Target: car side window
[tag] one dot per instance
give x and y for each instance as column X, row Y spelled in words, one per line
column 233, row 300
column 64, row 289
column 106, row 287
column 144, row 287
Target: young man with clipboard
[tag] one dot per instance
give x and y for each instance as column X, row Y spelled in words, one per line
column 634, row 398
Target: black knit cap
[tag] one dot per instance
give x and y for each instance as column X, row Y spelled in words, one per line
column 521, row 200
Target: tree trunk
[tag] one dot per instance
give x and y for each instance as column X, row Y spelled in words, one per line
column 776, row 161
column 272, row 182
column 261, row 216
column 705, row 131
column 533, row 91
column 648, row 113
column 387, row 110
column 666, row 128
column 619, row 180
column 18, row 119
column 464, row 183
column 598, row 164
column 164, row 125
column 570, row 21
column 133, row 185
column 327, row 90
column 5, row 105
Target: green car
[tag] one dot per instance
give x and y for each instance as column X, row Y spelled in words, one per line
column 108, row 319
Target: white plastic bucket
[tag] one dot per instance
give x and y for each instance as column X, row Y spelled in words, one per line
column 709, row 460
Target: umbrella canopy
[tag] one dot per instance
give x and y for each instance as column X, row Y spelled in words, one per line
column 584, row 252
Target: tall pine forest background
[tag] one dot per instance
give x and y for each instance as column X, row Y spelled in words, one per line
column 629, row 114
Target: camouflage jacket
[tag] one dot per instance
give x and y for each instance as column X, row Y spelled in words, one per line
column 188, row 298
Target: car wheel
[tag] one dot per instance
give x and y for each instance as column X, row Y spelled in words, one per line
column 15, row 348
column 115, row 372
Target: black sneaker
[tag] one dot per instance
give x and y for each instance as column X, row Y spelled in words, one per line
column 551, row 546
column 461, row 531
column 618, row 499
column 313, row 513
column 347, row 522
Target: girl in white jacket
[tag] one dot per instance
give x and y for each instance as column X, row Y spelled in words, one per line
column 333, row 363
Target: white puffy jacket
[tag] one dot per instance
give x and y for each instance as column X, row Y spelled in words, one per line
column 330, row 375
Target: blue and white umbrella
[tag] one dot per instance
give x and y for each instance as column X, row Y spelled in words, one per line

---

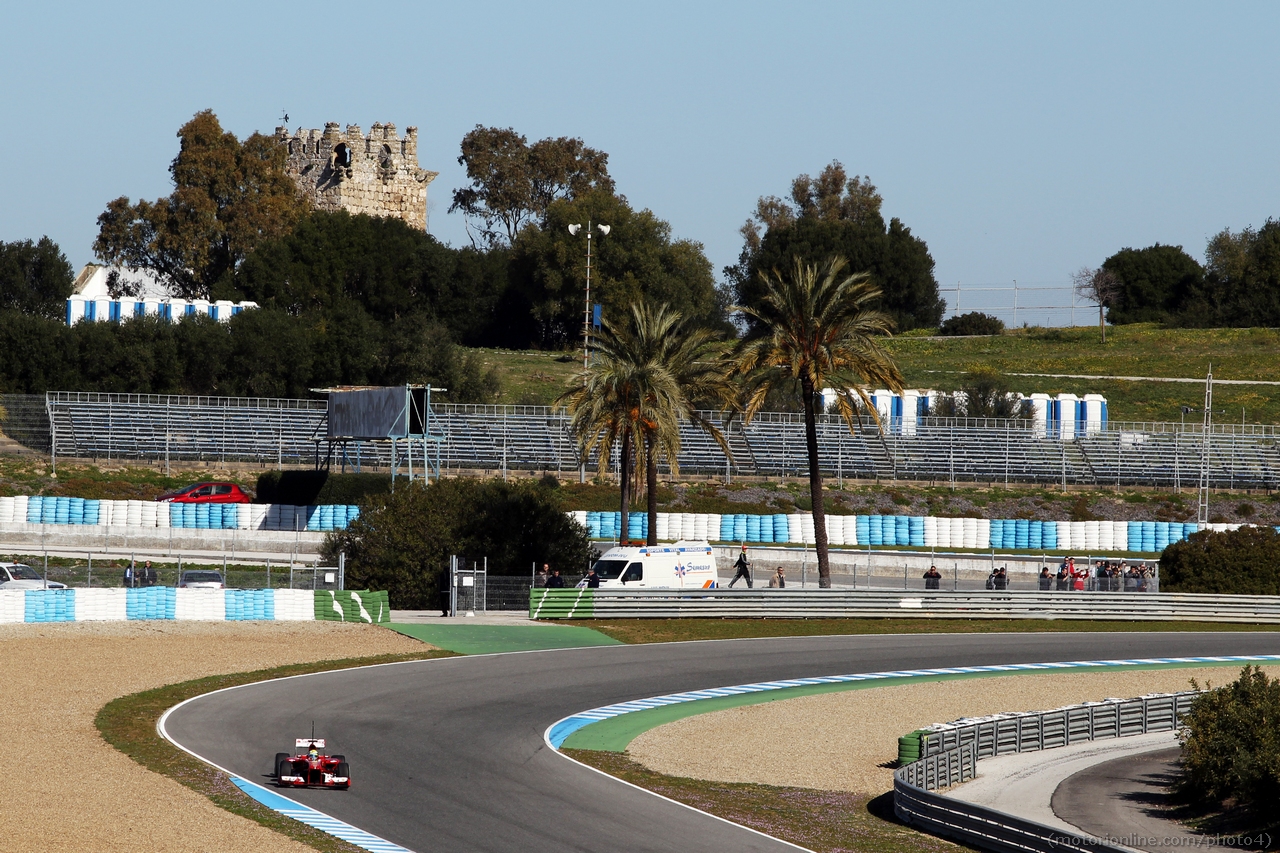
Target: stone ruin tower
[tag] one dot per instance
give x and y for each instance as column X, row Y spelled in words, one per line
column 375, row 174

▶ [Task statement]:
Please rewrite the records from the line with "Target: car wheel" to the line with "column 330, row 375", substituting "coat" for every "jacket" and leaving everything else unchanged.

▶ [Complete output]:
Target: car wheel
[tag] one dot per instance
give x and y for each instance as column X, row Y spelled in words, one per line
column 15, row 348
column 115, row 372
Target: black sneaker
[tag] one dot per instance
give x and y for each instance as column X, row Y spelled in words, one per line
column 551, row 546
column 461, row 531
column 618, row 499
column 313, row 513
column 347, row 522
Target: girl in white coat
[tag] one dot per instance
give x and y for each instance as column X, row Y spelled in words, one per line
column 333, row 363
Target: white puffy coat
[tag] one dot per instance
give x and y for each instance as column X, row Y spelled in words, one per line
column 330, row 375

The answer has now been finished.